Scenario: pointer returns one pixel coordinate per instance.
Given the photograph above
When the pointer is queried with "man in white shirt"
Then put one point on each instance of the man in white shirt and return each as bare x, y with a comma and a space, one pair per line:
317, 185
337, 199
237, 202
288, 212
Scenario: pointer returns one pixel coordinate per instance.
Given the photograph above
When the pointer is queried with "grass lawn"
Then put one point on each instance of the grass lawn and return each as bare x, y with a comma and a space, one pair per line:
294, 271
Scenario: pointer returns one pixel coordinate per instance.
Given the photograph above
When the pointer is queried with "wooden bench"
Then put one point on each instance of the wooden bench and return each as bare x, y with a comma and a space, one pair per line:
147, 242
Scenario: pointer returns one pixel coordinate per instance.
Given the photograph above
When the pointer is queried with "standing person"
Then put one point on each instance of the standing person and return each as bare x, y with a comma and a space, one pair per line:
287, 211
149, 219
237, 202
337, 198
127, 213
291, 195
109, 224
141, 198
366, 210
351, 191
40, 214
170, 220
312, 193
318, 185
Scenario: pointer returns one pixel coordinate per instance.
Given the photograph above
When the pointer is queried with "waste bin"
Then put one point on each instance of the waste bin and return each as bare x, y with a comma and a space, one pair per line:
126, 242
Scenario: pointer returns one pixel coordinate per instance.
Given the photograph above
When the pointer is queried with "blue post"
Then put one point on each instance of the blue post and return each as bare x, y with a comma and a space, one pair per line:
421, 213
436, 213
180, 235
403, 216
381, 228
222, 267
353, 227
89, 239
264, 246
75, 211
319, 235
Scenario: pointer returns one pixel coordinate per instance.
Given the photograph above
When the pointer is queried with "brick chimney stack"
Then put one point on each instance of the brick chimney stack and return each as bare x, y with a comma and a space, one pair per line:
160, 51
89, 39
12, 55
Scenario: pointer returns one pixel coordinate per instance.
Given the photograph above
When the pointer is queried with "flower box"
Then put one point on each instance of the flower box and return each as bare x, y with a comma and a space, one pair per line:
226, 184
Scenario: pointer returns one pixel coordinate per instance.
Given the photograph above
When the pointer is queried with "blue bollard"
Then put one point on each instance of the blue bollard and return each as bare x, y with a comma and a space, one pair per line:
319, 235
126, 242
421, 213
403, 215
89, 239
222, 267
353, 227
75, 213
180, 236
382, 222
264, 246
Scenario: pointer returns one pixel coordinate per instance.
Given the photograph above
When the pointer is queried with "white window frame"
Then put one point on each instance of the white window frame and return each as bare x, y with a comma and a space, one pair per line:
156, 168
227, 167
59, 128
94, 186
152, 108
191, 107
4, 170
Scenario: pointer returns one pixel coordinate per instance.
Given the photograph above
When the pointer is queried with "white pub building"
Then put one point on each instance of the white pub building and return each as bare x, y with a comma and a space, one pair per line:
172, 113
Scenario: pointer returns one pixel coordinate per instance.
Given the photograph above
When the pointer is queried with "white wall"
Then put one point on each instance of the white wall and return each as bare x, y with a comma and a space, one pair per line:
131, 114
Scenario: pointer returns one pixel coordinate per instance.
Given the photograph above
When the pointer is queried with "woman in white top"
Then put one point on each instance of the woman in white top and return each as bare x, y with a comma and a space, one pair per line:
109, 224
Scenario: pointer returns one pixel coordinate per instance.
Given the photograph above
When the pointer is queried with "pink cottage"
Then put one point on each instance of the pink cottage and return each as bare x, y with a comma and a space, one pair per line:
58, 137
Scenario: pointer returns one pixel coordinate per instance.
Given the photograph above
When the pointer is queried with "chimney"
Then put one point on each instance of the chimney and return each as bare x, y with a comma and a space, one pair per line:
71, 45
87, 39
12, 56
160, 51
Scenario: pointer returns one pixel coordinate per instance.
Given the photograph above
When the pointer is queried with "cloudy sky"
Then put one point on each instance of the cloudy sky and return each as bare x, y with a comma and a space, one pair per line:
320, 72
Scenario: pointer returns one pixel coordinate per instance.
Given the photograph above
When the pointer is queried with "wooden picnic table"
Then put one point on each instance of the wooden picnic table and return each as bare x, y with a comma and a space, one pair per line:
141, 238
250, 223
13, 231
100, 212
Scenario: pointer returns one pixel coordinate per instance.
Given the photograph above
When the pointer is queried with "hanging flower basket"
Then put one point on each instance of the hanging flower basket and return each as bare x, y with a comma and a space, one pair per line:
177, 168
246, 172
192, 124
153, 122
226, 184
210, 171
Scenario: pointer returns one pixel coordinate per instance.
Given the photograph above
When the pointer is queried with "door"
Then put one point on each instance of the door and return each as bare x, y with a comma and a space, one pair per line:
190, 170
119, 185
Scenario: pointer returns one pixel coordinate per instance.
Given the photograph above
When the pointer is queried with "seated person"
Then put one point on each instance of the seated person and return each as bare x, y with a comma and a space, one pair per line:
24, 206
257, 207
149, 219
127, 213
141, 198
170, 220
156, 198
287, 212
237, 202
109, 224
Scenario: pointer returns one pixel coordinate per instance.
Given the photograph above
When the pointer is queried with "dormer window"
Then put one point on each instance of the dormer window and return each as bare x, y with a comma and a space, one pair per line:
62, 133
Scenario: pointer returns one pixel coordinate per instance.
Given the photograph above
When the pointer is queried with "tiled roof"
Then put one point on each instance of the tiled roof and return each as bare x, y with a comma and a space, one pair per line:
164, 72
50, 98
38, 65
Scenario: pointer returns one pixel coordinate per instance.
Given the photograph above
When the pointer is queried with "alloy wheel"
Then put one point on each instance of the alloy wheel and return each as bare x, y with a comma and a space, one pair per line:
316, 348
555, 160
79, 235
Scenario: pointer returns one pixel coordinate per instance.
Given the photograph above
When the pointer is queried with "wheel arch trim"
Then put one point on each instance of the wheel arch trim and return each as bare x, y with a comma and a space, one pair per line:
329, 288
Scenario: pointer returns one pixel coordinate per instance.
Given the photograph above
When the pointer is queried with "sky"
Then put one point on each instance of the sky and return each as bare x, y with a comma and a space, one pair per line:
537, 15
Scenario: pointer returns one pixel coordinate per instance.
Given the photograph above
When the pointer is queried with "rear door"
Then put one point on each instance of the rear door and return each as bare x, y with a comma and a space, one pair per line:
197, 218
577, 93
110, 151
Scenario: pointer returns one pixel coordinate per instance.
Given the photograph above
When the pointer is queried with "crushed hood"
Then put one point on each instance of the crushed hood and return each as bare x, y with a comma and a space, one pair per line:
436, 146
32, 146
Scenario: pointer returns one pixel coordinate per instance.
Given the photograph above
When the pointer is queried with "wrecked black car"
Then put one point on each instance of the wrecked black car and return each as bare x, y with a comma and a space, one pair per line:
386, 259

- _WHAT IS EXPECTED_: The whole listing above needs to be written out again exactly.

- _RESULT FOR THIS EXERCISE_:
Scenario: pointer returns one pixel coordinate per instance.
Given the photograph above
When the pointer is queried with "man in white shirt"
Then put one point on each instance of the man in white shirt and return each as bare x, y with a comma and a space, one pair per line:
317, 185
337, 199
237, 202
288, 212
Scenario: pointer returns one pixel coordinate per instance.
Given the photograph above
When the pointer is queried with "grass lawn"
Then put one point on each instance of the grass lawn and return each as bare x, y with a comma and a space, one pair per line:
294, 271
Scenario: pointer returns one pixel coordinate per instance.
Given the photograph above
When the pointer is queried with "wooden bench"
Then put one point on each instance of the wooden bench and return each as bare x, y with a comma and a space, one pair per line:
147, 242
Scenario: pointer returns one pixel coordinate per instance.
Given the photograph above
When the pointer is queried with "standing person"
Then put one point on each instance of the standing person and return each as bare x, y with a comma and a space, one pair per line:
287, 211
149, 219
237, 202
337, 198
127, 213
291, 195
109, 224
141, 198
366, 210
351, 191
40, 214
170, 220
312, 193
318, 185
Scenario: pointer returns one pixel coordinate per instance.
Given the photograph above
When the pointer is queried with "waste bin"
Then put one point on each instance of the waste bin and return each as bare x, y with a comma and a space, one pair per line:
126, 242
Scenario: pointer returns one pixel coordinate per instance.
Given the photograph above
When the pointer is queried with "blue post"
Then put one point on each instance of the blue post and return each as bare x, y with a comma and a space, one pair per line:
421, 213
436, 213
180, 235
403, 216
381, 228
222, 267
353, 227
89, 239
264, 246
75, 211
319, 235
Scenario: pointer returns one pixel coordinate per instance.
Given the photograph above
When the pointer is queried with "brick chimney stack"
Then put one point on each instance of the brick chimney stack and return each as bare x, y with a comma and a space, one pair per line:
160, 51
89, 39
12, 55
Scenario: pointer returns one pixel coordinate per instance.
Given the photograph above
When the pointer is queried with "flower box"
Then put one point on each instance of the flower box and return each as bare x, y with a comma and a space, one pair per line:
226, 184
Scenario: pointer returns one pixel coordinate per instance.
Given the photograph above
When the pointer is queried with "blue bollard"
Then put one point on each instance of the blue bollard and return each as bare x, y with a comma and a space, one pair per line:
319, 235
126, 242
421, 213
403, 215
89, 239
222, 267
353, 227
75, 213
180, 236
382, 222
264, 246
Scenario: pointer returns one pixel coordinate per instance.
Given the photograph above
When the pointer is queried with "white window frame"
Then put one point on each instance of the white window frame and return each as bare x, y with a comma and a space, one pair per line:
156, 168
227, 167
59, 128
94, 186
152, 108
191, 107
4, 170
Scenario: pointer returns one pixel coordinate per instance.
Given the photograph above
When the pointer is queried with "white pub building"
Then put one point on each instance of the white pub building and return each as bare x, y with a comma and a space, one pair per line:
172, 113
Scenario: pointer returns one pixel coordinate per instance.
Given the photograph above
When the pointer is queried with "white wall"
Then put one point on each instance of the white wall and return each as bare x, y with a comma and a space, one pair per line:
131, 114
Scenario: pointer returns one pixel coordinate per instance.
Given the photograph above
When the pointer is queried with "woman in white top"
Then put one point on each instance of the woman in white top and return each as bare x, y with a comma and a space, one pair per line:
109, 224
Scenario: pointer returns one pixel coordinate per instance.
Given the photograph above
When the pointer is queried with "pink cottage"
Then put one point on each instance of the pink cottage and return each as bare x, y with a comma and a space, one pair per line:
58, 137
Scenario: pointer returns one pixel coordinate per instance.
Given the photograph above
When the pointer is queried with "chimney"
Then put one point on each instance of the chimney and return each as bare x, y with a comma and a space, one pair per line:
71, 45
87, 39
12, 56
160, 51
Scenario: pointer returns one pixel coordinate per instance.
Given the photograph above
When the pointer is queried with "cloudy sky"
Then put one point on each instance of the cloudy sky and return each as bare x, y with a comma and a space, one pair per line:
320, 72
Scenario: pointer returns one pixel coordinate per instance.
Given the photograph above
When the pointer is queried with "wooden picnic table"
Then put one point on each instance of the wooden picnic table and return each as bare x, y with a comma and a space, one pair per line:
141, 238
250, 223
13, 231
100, 212
Scenario: pointer returns one pixel coordinate per instance.
Given the photograph above
When the pointer is queried with "hanging flower basket"
Then put one point on each instance of the hanging flower basket and return each as bare x, y with a comma and a space, one pair per line:
177, 168
246, 172
192, 124
153, 122
226, 184
210, 171
Scenario: pointer returns one pixel coordinate per instance.
Given the photograph above
When the pointer is queried with "door"
Then put one point on each instance of the door and return each as bare x, y with a comma and a space, one pair per line:
190, 170
119, 185
Scenario: pointer returns one pixel coordinate per instance.
Given the photograph above
When the pointer is queried with "seated person"
Then put one point on each instance of the seated person and return each as bare x, y with a comma and a space, one pair per line:
24, 206
257, 207
149, 219
127, 213
141, 198
170, 220
156, 198
287, 212
237, 202
109, 224
Scenario: pointer returns one pixel coordinate per instance.
Given the photograph above
When the pointer is queried with "dormer window"
Then put one point on each instance of the dormer window and return each as bare x, y with a comma and a space, one pair per line:
62, 133
Scenario: pointer returns one pixel coordinate per instance.
Given the photograph above
When the pointer is queried with "tiled roof"
Then put one point on each instance of the tiled roof and return each as bare x, y with a comma and a space, one pair per line:
164, 72
50, 98
38, 65
Scenario: pointer returns one pixel coordinate per instance.
Given the photograph above
When the pointer is queried with "alloy wheel"
Then put one point on each instance of the alloy wheel and return each as bare x, y with a comma and a space, one pair per line:
316, 348
555, 160
79, 235
Scenario: pointer returns one pixel coordinate per instance.
Given the photograph above
When the pointer is queried with "wheel arch trim"
Then put one point on each instance of the wheel arch trim and return each as bare x, y with a comma and a space, one pair per line:
329, 288
Scenario: pointer returns one pixel coordinate per instance.
Given the photograph above
When the pointer is queried with "sky"
Then put one point on each instance of the sky and return each as bare x, y with a comma and a space, one pair per line:
537, 15
Scenario: pointer returns one pixel coordinate per instance.
Given the photograph above
When the pointer is queried with "rear door"
Then put one point on each instance of the rear door and return each as bare x, y with a comma and a space, one pair per line:
197, 218
577, 93
110, 151
Scenario: pointer returns one pixel coordinate per instance.
Given the photograph above
When the pointer is queried with "crushed hood"
Then put one point on each instance of the crushed hood and return each as bare x, y with a comma and a space, one pair per line:
436, 146
32, 146
Scenario: pointer returns one pixel coordinate per instance.
Given the photograph above
When the pointer is queried with "wrecked black car"
Then put one point on each instance of the wrecked black car and return each as bare x, y with a comma and a space, one pair per line:
386, 259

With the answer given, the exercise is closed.